■ **DATASET RECORDS**
.....
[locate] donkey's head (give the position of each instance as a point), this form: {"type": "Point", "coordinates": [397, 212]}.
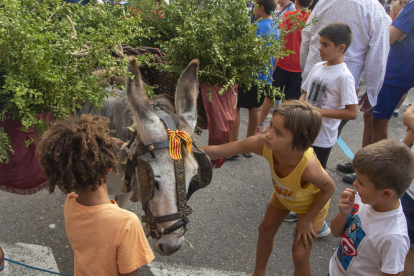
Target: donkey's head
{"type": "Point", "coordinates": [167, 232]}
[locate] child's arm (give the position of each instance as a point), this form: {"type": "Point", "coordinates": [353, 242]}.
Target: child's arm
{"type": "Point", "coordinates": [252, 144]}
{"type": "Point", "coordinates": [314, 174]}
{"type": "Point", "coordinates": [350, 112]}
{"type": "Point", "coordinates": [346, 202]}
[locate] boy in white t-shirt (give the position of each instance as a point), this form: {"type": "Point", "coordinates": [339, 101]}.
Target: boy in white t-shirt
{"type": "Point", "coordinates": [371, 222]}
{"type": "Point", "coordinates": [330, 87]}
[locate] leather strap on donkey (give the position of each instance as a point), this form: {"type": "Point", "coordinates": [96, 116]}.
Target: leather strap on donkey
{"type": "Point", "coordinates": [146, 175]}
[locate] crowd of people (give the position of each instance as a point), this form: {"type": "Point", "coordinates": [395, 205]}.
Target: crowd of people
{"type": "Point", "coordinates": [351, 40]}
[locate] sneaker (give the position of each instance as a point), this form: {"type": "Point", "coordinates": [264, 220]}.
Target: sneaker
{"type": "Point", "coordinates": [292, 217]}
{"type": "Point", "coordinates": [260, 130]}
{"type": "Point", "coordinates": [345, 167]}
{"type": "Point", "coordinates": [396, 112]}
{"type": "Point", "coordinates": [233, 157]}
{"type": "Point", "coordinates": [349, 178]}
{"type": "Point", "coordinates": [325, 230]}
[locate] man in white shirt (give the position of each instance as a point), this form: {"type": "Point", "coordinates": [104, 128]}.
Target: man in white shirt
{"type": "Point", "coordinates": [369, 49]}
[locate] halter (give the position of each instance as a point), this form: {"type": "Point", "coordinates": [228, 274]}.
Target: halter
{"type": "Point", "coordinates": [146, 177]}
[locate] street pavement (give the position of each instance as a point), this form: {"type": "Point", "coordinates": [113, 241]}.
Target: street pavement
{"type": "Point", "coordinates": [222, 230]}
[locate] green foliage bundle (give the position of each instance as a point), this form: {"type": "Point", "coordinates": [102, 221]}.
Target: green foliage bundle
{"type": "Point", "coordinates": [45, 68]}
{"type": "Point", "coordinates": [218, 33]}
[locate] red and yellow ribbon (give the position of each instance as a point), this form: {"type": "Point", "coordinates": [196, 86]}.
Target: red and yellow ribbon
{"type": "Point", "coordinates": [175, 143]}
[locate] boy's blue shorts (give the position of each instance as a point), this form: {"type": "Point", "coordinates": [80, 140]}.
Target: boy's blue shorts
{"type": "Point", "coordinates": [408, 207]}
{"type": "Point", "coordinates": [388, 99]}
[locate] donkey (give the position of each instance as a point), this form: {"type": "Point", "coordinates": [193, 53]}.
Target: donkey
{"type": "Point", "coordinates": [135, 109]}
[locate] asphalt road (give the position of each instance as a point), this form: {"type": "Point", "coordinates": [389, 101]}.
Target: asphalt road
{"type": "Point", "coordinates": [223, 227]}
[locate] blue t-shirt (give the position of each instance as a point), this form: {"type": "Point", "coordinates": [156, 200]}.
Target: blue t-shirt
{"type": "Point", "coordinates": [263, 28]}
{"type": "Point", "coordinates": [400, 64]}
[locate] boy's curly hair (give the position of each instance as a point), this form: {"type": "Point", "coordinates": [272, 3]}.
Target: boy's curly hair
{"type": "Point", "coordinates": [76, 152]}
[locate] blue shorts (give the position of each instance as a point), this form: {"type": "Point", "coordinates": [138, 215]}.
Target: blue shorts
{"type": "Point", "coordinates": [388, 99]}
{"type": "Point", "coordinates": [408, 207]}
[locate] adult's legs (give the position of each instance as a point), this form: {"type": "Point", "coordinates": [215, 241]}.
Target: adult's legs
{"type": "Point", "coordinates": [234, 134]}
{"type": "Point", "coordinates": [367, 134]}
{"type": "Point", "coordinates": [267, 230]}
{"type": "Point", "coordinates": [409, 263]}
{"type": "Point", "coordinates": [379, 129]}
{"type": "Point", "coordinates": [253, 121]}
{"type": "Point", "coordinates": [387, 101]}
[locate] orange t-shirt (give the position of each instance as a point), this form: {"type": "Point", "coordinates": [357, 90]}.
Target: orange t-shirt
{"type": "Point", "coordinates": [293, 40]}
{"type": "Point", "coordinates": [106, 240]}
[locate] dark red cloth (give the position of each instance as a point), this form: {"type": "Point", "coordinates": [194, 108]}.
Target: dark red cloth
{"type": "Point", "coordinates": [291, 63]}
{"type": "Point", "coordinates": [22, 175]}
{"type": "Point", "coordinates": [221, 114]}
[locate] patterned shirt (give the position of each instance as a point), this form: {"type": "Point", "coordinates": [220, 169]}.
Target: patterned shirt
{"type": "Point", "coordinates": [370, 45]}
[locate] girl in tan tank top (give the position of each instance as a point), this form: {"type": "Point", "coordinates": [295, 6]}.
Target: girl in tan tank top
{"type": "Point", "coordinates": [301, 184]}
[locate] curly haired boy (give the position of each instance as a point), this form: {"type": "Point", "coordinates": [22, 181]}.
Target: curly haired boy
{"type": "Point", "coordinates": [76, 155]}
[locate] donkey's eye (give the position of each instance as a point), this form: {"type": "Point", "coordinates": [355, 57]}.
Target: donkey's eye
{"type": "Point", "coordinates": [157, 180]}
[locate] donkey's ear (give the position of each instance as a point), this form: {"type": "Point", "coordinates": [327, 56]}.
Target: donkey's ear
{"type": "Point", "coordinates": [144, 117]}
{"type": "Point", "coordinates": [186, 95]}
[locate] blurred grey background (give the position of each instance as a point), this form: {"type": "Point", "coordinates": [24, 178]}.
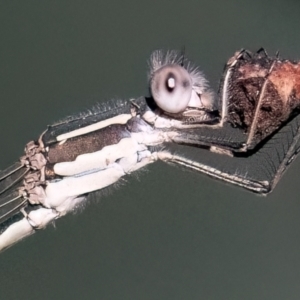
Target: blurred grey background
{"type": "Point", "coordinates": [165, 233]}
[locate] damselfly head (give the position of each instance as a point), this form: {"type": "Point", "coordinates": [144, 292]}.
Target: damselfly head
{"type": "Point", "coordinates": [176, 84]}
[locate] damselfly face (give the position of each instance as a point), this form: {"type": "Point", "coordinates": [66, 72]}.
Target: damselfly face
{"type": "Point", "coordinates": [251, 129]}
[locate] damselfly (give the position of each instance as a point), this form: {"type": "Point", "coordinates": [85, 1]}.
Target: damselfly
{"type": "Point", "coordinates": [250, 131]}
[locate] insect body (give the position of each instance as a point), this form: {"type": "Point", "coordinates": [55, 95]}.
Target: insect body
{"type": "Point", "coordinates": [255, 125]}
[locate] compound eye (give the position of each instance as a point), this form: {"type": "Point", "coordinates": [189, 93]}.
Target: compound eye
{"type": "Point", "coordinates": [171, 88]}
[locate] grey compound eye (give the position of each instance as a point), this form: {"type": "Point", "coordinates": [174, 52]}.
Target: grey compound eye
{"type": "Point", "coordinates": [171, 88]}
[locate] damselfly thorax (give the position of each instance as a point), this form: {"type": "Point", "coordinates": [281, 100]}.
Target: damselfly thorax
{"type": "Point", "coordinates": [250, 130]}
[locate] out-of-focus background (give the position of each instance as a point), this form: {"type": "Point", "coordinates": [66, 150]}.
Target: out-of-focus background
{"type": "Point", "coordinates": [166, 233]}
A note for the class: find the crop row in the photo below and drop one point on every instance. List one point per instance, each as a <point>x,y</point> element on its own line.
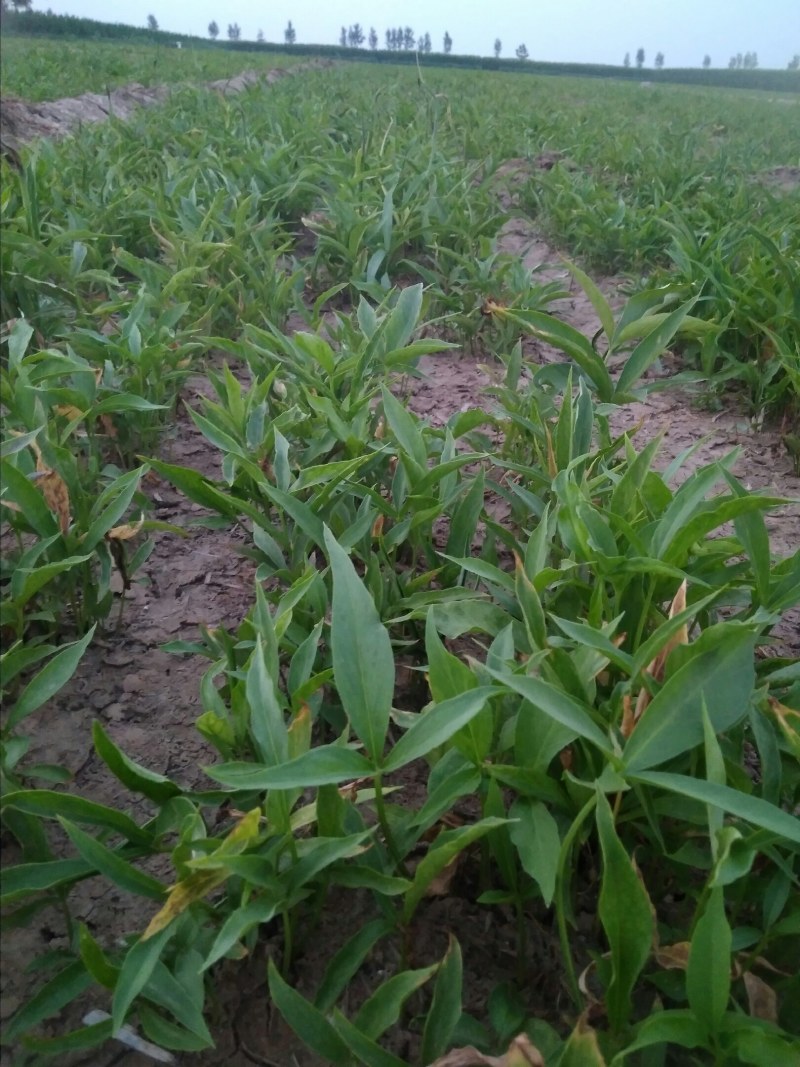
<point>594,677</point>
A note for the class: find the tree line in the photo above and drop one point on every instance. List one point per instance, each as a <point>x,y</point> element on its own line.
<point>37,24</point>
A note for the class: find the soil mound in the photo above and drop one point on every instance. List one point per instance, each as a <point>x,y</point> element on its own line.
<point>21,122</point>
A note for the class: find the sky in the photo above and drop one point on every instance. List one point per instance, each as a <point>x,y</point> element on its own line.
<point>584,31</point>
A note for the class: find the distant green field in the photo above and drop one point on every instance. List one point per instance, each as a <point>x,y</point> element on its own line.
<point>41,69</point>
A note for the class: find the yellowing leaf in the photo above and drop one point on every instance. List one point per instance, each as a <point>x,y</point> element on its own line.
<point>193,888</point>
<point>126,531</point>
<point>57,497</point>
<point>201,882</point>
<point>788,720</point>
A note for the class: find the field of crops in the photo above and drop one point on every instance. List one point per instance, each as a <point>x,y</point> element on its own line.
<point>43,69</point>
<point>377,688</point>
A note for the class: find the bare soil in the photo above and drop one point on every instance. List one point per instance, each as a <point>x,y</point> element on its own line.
.....
■ **YOUR OBJECTIVE**
Each line from the start of the listing above through the line with "[locate] child's arm" is what to output, exactly as written and without pictures.

■ **EXERCISE ANSWER**
[locate] donkey's head (give the position of each instance as a point), this form: {"type": "Point", "coordinates": [397, 212]}.
Target: donkey's head
{"type": "Point", "coordinates": [167, 232]}
[locate] child's arm (give the position of each instance as a point), this form: {"type": "Point", "coordinates": [353, 242]}.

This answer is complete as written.